### WRITTEN TASK
Extract every row below that contains the string "yoga", copying each one in full on its own line.

★ ★ ★ ★

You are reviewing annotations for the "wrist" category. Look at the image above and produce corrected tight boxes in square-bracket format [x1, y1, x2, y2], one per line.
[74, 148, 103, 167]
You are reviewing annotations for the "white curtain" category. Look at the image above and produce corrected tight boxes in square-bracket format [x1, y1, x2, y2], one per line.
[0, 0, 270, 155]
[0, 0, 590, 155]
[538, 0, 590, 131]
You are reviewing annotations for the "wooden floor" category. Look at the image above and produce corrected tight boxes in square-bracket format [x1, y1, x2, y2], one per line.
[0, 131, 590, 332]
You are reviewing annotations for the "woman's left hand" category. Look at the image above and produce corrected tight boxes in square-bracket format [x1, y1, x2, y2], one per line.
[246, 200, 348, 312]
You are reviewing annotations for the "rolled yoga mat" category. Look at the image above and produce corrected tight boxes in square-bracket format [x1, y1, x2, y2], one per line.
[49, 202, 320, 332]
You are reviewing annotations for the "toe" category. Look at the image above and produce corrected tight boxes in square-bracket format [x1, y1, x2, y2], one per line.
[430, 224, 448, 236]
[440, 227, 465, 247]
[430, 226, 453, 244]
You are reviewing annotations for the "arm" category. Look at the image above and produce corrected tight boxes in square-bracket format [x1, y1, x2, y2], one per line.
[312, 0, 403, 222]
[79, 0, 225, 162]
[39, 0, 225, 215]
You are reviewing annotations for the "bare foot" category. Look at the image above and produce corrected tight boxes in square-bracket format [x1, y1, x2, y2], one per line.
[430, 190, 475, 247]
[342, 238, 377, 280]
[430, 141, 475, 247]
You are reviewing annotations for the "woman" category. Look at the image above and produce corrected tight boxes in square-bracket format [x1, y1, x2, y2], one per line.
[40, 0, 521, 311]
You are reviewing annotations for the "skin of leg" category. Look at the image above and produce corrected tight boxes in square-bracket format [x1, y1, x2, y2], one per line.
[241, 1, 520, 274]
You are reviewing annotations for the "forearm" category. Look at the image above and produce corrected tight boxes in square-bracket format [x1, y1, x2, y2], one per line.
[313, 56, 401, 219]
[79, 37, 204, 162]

★ ★ ★ ★

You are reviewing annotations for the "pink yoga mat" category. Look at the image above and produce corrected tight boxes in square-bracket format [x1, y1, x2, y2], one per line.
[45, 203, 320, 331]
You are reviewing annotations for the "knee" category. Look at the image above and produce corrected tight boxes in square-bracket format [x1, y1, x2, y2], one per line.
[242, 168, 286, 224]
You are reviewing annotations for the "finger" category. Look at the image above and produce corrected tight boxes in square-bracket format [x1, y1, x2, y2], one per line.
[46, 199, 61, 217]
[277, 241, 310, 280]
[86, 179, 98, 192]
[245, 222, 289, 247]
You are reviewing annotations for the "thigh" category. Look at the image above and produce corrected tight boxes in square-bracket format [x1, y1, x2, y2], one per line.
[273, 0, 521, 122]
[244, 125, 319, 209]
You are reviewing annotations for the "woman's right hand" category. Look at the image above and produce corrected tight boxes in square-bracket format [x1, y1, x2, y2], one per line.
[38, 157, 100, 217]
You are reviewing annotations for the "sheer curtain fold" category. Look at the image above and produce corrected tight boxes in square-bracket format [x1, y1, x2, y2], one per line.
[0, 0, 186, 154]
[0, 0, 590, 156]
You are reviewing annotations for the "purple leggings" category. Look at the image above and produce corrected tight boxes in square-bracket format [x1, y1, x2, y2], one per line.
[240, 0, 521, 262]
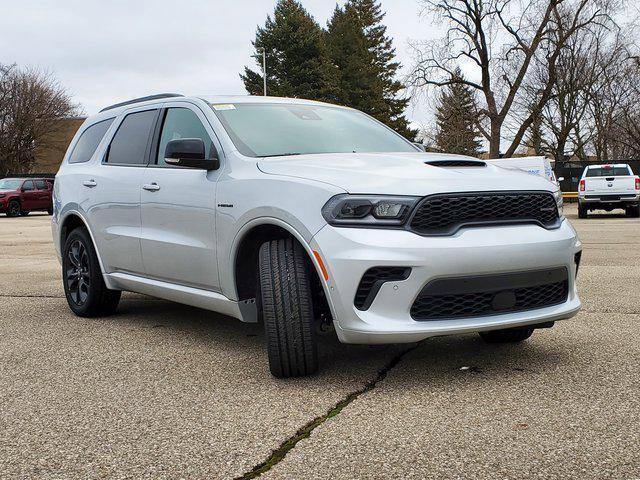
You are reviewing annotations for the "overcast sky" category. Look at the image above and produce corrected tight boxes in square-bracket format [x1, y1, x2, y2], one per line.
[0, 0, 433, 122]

★ ★ ★ ★

### ANSWER TO THIS TASK
You are reviewing annotations for the "rolled yoga mat" category. Look at the image above and produce corrected tight boxes in square-bracket format [x1, y1, x2, y2], one per line.
You are reviewing annotations for the "pink yoga mat" category. Look at the image above and produce corrected tight boxes in square-bracket format [x1, y1, x2, y2], one per line.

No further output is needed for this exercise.